* What this task involves:
Write out the listing in full, matching it word for word.

----------

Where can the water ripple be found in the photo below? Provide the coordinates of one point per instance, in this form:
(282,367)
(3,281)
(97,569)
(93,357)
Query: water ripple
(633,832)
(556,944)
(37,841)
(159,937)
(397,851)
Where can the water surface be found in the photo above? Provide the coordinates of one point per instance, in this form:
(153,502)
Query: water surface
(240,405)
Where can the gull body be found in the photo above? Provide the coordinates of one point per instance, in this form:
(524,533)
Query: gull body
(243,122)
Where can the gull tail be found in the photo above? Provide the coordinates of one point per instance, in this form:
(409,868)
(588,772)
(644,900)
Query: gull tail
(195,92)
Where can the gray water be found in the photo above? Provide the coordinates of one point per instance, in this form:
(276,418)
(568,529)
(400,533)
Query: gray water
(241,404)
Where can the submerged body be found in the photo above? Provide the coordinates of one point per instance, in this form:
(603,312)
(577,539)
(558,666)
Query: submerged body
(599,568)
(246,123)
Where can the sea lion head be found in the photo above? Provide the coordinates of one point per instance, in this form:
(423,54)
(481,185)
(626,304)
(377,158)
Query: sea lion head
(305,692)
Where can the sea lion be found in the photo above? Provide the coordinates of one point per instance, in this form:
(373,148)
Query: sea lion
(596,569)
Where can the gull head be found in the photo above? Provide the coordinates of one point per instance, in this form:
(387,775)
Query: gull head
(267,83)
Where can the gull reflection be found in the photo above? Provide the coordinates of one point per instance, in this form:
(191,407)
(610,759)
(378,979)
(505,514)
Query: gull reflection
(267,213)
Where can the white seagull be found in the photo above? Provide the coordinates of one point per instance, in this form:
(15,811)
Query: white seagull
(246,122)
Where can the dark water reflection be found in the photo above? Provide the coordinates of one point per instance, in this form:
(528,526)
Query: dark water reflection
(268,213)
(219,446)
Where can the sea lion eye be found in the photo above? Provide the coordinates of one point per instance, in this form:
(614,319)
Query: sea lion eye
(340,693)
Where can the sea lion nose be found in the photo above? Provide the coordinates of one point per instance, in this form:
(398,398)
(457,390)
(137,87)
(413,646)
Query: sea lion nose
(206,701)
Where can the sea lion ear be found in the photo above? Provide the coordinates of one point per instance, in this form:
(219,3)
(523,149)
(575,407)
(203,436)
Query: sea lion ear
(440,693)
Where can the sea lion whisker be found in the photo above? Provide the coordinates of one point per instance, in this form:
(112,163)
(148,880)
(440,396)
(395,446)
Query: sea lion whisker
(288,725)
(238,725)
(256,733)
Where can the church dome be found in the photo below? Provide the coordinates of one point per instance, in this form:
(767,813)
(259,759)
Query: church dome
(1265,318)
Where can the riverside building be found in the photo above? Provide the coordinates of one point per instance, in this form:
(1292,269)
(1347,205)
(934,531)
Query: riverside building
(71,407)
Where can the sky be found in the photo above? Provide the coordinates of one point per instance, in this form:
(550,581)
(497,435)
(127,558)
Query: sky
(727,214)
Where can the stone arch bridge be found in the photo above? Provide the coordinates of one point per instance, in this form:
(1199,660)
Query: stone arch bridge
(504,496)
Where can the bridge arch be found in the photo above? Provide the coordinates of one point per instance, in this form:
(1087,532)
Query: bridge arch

----------

* Exercise answer:
Where can the water ripple be found in the photo below? Provide the coordinates of one point per instance, in this form:
(282,367)
(3,281)
(97,569)
(93,357)
Query: water ripple
(633,832)
(556,944)
(37,841)
(159,937)
(397,851)
Where can the water surface be found in the photo above? Provide the coordinates of one point per instance, in this form:
(153,502)
Query: water surface
(240,405)
Where can the gull body be found in the photo above? Provide the coordinates of one point per instance, in this form:
(524,533)
Query: gull body
(243,122)
Where can the gull tail be found in the photo above? Provide the coordinates of one point per instance, in this form:
(409,868)
(588,772)
(644,900)
Query: gull tail
(195,92)
Where can the gray water be found in the photo above? Provide the coordinates of one point per instance, in this form:
(276,418)
(568,529)
(400,533)
Query: gray water
(241,404)
Where can the submerged body be found in the photo above? Provide the coordinates of one point per instance, in this form:
(603,312)
(577,539)
(558,666)
Query: submerged body
(599,568)
(246,123)
Where can the sea lion head be found in the photo above? Provide the coordinates of one point per instance, in this form:
(423,54)
(481,185)
(626,304)
(377,158)
Query: sea lion head
(305,692)
Where can the sea lion be found in the photo above? Provide the coordinates of one point per instance, in this form:
(373,148)
Query: sea lion
(596,569)
Where can the gull head be found in the photo above? Provide the coordinates of one point per instance, in this form:
(387,775)
Query: gull head
(267,83)
Where can the gull reflection be found in the photo above? Provide the coordinates of one point per instance, in this form:
(191,407)
(610,759)
(378,979)
(505,514)
Query: gull reflection
(267,213)
Where can the white seagull be found in the photo above? Provide the coordinates of one point per instance, in this form:
(15,811)
Query: white seagull
(246,122)
Where can the dark water reflection be found in the photo above? Provide the coordinates of one point per instance, in this form:
(528,526)
Query: dark water reflection
(268,213)
(219,446)
Where can the sea lion eye be found in the photo above? Provide the coordinates of one point per instance, in this form:
(614,319)
Query: sea lion eye
(340,693)
Where can the sea lion nose be found in the photo above? Provide the coordinates of one point per instance, in this form:
(398,398)
(457,390)
(137,87)
(413,646)
Query: sea lion nose
(206,701)
Where can the sea lion ear be found in the photo above? Provide the coordinates of one point per instance, in this form:
(219,3)
(523,149)
(575,407)
(203,436)
Query: sea lion ear
(440,693)
Where can the sea lion whisker be found in the photo above? Provide the coordinates of one point per instance, in this form:
(112,163)
(148,880)
(440,396)
(395,446)
Query: sea lion whisker
(288,725)
(238,725)
(256,733)
Where can the church dome be found in the photo below? Provide the coordinates of one point per instance, in this form:
(767,813)
(259,759)
Query: church dome
(1265,318)
Where can the riverside building be found in the photo above? Provide the coordinates of one point per instance, in this form:
(1292,269)
(1347,205)
(934,531)
Query: riverside building
(71,407)
Where can the sky be found in the photo above? Provide the coordinates of one point per instance, in this form:
(550,581)
(497,435)
(127,558)
Query: sky
(727,214)
Where can the stone arch bridge be found in the photo above? Provide the coordinates of one point per instance, in this form:
(1199,660)
Query: stone arch bridge
(504,496)
Where can the bridge arch be found in the photo above? Provide the coordinates of one point per instance, in this form:
(1087,532)
Query: bridge arch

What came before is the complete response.